(Beginning of Material to process)

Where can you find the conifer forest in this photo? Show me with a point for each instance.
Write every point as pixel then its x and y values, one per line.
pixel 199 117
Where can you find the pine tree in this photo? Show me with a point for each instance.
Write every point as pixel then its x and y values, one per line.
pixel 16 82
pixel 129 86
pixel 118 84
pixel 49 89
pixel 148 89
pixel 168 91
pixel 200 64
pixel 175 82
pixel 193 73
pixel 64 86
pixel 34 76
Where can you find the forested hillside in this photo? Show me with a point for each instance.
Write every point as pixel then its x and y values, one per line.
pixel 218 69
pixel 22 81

(End of Material to process)

### Activity
Copy out the whole listing, word for word.

### Solution
Where can you find the conifer forest in this photo? Show me with a point for each instance.
Write every point as pixel then its x and y values, one per line.
pixel 199 117
Where can you find the pine tree in this photo? Show me with a point for each instance.
Write every point as pixel then its x and y values, one per line.
pixel 16 82
pixel 129 86
pixel 118 84
pixel 49 89
pixel 148 89
pixel 168 91
pixel 200 64
pixel 175 82
pixel 193 73
pixel 64 86
pixel 34 76
Where can you find the forested hillside in this photo? Show me with a point for each instance.
Write every point as pixel then its x and y values, one per line.
pixel 218 69
pixel 22 81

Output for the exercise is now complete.